> _Text shown_:

Trump revived this so-called law and order stance in his presidential campaign to demonstrate his commitment to law enforcement. While visiting Virginia Beach during the 2016 campaign, Trump said, “We must maintain law and order at the highest level or we will cease to have a country, 100 percent. We will cease to have a country. I am the law and order candidate.”
Under the Trump administration, we’re seeing a new phase of the drug war through drug-induced homicide laws, the suggestion that drug dealers should be prosecuted under the death penalty, and even a new White House anti-pot propaganda machine.
Emily Dufton, author of Grass Roots: The Rise and Fall and Rise of Marijuana in America, stressed that Nixon’s identity as a “law and order” Republican is particularly important when discussing the time period between 1970 and 1973.
“We oftentimes think of the Republican party as one that is generally for declining or reducing government’s interference or control of myriad things, but the Nixon administration — particularly when it came to issues of drug use — was actually very much the party of increasing federal control over numerous things,” Dufton tells Big Buds. “The CSA and the development of the DEA are both part and parcel, or products, of the Nixon administration’s interest in increasing federal control over drug use, of reducing demand, and of reducing the amount of drugs trafficked into the United States.”
Signed into law in 1970, the CSA called for the classification of scheduled drugs, which would make cannabis legally equal to LSD, heroin, peyote and MDMA.
“He essentially asked Congress to temporarily put marijuana in Schedule I, which is the most damning place for a drug to be. It’s considered high potential for abuse and no known medical value,” Dufton says. But we all know that this scheduling wasn’t temporary, as cannabis is still criminalized under the same classification today.
Meanwhile, Dufton explains that the DEA brought together “an alphabet soup” of federal agencies.

> _Information given_:
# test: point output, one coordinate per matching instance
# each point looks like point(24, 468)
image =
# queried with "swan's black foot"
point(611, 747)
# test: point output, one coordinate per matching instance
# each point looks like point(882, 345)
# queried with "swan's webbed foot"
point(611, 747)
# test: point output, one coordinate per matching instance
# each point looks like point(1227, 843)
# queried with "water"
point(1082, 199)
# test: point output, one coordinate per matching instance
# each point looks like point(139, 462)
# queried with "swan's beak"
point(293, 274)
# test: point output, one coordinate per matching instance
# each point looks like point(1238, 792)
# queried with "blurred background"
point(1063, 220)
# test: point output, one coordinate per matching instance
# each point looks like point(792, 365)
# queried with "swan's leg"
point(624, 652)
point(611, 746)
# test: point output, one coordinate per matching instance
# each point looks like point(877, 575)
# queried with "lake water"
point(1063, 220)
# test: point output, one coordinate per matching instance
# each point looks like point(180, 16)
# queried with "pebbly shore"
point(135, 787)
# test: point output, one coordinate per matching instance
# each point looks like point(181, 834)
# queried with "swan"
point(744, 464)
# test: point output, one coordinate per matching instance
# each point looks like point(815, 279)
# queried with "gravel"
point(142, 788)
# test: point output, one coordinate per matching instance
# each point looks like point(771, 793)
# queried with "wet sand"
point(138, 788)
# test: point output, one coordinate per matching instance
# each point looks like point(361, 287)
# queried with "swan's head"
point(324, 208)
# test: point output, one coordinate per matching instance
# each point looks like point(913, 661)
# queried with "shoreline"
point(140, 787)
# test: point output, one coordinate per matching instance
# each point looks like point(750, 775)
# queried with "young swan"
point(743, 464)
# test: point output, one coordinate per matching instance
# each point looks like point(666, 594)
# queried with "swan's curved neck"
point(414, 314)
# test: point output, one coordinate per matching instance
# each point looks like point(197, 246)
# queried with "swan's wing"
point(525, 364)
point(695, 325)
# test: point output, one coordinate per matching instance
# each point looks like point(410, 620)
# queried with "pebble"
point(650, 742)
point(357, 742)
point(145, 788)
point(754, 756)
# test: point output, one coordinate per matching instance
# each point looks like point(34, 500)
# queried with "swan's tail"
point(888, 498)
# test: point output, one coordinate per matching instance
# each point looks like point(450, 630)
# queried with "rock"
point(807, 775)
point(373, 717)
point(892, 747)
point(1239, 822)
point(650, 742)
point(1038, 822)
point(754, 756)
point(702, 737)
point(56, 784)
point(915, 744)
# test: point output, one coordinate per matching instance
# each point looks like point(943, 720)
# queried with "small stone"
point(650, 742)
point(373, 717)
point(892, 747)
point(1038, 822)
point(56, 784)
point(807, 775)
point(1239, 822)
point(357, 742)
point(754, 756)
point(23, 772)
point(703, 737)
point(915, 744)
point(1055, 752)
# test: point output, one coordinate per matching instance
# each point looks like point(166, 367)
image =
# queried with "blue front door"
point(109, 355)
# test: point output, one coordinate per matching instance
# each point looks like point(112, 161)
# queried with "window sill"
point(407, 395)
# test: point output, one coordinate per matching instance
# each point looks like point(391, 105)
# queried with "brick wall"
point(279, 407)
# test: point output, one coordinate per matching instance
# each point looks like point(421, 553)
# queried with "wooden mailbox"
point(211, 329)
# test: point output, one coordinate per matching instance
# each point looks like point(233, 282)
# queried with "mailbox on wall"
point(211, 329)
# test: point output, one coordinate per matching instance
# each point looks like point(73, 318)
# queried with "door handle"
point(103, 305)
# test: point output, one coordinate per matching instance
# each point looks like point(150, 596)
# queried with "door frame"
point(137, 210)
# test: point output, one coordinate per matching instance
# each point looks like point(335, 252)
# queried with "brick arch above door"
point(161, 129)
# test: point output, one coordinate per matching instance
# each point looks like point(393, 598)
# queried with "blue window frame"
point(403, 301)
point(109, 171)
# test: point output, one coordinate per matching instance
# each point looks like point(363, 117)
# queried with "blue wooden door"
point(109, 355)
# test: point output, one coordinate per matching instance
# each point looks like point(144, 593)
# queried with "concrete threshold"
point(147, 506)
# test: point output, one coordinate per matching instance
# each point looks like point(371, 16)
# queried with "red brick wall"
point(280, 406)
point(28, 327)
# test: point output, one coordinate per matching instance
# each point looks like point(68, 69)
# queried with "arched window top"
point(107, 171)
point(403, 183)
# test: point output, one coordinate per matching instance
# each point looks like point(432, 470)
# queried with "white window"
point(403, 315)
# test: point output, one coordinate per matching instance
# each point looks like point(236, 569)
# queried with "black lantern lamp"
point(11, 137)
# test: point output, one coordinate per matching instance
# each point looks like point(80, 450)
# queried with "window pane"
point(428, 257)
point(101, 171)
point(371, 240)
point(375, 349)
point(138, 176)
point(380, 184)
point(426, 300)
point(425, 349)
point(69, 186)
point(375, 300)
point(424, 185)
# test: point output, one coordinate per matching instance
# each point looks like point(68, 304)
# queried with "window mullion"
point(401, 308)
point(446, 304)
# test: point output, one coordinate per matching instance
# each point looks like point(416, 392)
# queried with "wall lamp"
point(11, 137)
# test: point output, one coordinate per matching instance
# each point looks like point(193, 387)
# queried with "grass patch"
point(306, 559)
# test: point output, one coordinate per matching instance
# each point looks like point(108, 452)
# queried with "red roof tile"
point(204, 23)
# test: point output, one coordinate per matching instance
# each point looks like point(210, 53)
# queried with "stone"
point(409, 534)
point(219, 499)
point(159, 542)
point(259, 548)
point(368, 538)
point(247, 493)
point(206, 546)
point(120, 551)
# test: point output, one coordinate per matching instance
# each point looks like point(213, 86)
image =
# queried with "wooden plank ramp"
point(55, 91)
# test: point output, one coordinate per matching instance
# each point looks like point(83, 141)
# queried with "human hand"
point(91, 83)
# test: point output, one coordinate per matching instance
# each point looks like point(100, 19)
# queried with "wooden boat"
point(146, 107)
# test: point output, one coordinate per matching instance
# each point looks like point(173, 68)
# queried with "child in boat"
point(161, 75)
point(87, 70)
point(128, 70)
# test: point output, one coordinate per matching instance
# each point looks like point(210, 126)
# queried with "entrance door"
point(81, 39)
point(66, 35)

> _Assignment_:
Write out the part of the passage about the drug war between "Under the Trump" and "anti-pot propaganda machine.", inclusive, copying it word for word. Base your work only on the passage about the drug war, not on the records.

> _Solution_:
Under the Trump administration, we’re seeing a new phase of the drug war through drug-induced homicide laws, the suggestion that drug dealers should be prosecuted under the death penalty, and even a new White House anti-pot propaganda machine.